** Aim of the exercise **
Every entry must be given again exactly.

** Stored data **
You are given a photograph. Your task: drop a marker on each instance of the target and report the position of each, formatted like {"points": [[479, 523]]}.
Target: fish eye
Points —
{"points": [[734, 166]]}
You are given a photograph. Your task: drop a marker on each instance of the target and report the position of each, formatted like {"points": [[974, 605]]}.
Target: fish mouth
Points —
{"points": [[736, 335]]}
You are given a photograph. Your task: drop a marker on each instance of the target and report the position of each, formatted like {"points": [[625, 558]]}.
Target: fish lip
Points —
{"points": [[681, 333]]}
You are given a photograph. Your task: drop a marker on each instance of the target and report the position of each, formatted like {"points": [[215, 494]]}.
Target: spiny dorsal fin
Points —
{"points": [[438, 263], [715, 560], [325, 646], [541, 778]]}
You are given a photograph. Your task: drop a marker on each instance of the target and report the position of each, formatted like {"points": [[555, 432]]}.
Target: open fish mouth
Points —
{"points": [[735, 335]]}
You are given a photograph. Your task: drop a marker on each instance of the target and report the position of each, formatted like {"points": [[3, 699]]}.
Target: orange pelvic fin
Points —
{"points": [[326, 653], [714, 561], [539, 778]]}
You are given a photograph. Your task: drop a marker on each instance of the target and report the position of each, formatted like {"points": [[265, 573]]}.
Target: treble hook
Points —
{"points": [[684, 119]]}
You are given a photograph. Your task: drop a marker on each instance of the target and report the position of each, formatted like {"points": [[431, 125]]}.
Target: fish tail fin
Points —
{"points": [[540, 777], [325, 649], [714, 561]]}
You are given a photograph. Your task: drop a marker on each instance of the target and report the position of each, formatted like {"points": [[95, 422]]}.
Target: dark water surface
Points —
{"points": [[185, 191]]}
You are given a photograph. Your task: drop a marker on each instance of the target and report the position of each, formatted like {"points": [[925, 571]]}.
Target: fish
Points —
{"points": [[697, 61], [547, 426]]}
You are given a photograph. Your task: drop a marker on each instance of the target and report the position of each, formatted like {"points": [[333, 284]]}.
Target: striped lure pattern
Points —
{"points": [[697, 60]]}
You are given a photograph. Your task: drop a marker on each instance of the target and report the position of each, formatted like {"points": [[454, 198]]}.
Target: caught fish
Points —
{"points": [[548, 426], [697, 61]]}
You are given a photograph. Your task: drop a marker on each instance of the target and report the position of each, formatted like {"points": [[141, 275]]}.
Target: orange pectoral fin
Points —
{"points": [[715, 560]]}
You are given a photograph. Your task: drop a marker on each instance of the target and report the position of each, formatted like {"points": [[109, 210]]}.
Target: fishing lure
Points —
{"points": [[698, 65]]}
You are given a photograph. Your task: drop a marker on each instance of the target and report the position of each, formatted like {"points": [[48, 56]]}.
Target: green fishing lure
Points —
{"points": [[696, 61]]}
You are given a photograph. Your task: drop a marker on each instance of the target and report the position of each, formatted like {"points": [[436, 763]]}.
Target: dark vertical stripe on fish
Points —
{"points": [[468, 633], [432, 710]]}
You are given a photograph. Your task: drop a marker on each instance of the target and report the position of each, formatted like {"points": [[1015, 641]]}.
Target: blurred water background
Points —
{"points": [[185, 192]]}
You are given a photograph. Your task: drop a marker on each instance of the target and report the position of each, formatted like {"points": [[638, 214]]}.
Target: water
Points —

** Written reply **
You are given a photograph. Your task: drop a marker on each instance of the target and report the position of each, formatted like {"points": [[479, 523]]}.
Target: fish eye
Points —
{"points": [[734, 166]]}
You are given a photograph. Your task: drop a marker on each instance of the target and report the position of each, formatted like {"points": [[974, 605]]}.
Target: fish mouth
Points —
{"points": [[736, 335]]}
You are given a photograph. Your task: drop a marker on each instance of the target and report the position of each, formatted like {"points": [[625, 558]]}.
Target: fish lip
Points —
{"points": [[681, 333]]}
You are given a photograph. Your task: drop a marker on each instance of the target and report the position of each, formatted like {"points": [[215, 494]]}.
Target: spiny dorsal fin
Points —
{"points": [[438, 263], [715, 560], [325, 646], [541, 778]]}
You are given a photograph. Your task: drop a marker on each instance of the target and report the position of each, formatted like {"points": [[555, 432]]}.
Target: open fish mouth
Points —
{"points": [[735, 335]]}
You are given a photograph. Your task: drop a marker on each instance of the target and report the position of each, formatted like {"points": [[3, 699]]}.
Target: orange pelvic fin
Points —
{"points": [[326, 653], [714, 561], [539, 778]]}
You are given a photograph. Your task: drop a marker on each instance of the target and report the position of each, formatted like {"points": [[265, 573]]}.
Target: treble hook
Points —
{"points": [[684, 119]]}
You are given a photograph. Your task: drop a marker on each instance of the target and report the position of each, formatted like {"points": [[431, 125]]}.
Target: fish tail fin
Points —
{"points": [[540, 777], [325, 649], [714, 561]]}
You are given a photograph. Your task: drop a marker on each instance of the target and report the position of each, formatted like {"points": [[95, 422]]}.
Target: dark water surface
Points —
{"points": [[185, 191]]}
You are given a photograph. Your task: drop a marker on each instance of the target and report the position of each, formatted like {"points": [[925, 571]]}.
Target: fish
Points —
{"points": [[697, 61], [547, 426]]}
You are given a photograph. Your task: drop a marker on each instance of the target and report the position of each, formatted like {"points": [[333, 284]]}.
Target: striped lure pattern
Points —
{"points": [[697, 60]]}
You are given a photograph. Your task: drop a marker on each instance of the target and report the position of each, formatted like {"points": [[454, 198]]}.
Target: caught fish
Points —
{"points": [[548, 426], [697, 61]]}
You are given a photograph. Your task: drop a marker on each instance of the target and report the position of each, formatted like {"points": [[141, 275]]}.
Target: orange pectoral fin
Points —
{"points": [[715, 560]]}
You are given a photograph. Your task: drop a marker on each instance of the target and report the position of each, formatted like {"points": [[109, 210]]}.
Target: fishing lure
Points —
{"points": [[698, 65]]}
You are given a photograph. Your task: drop a marker on each instance of the target and report the position of each, formatted like {"points": [[48, 56]]}.
Target: green fishing lure
Points —
{"points": [[696, 61]]}
You are given a photograph. Your task: drop a marker on each instance of the target and report the position of each, formatted like {"points": [[436, 763]]}.
Target: dark vertical stripe on fish
Points —
{"points": [[468, 633], [432, 710]]}
You are given a photograph. Your task: drop a marker on each instance of the target and report the position of each, formatted like {"points": [[1015, 641]]}.
Target: blurred water background
Points —
{"points": [[185, 192]]}
You are given a photograph. Your task: drop a marker on each instance of the target and report the position of each, formatted like {"points": [[638, 214]]}.
Target: water
Points —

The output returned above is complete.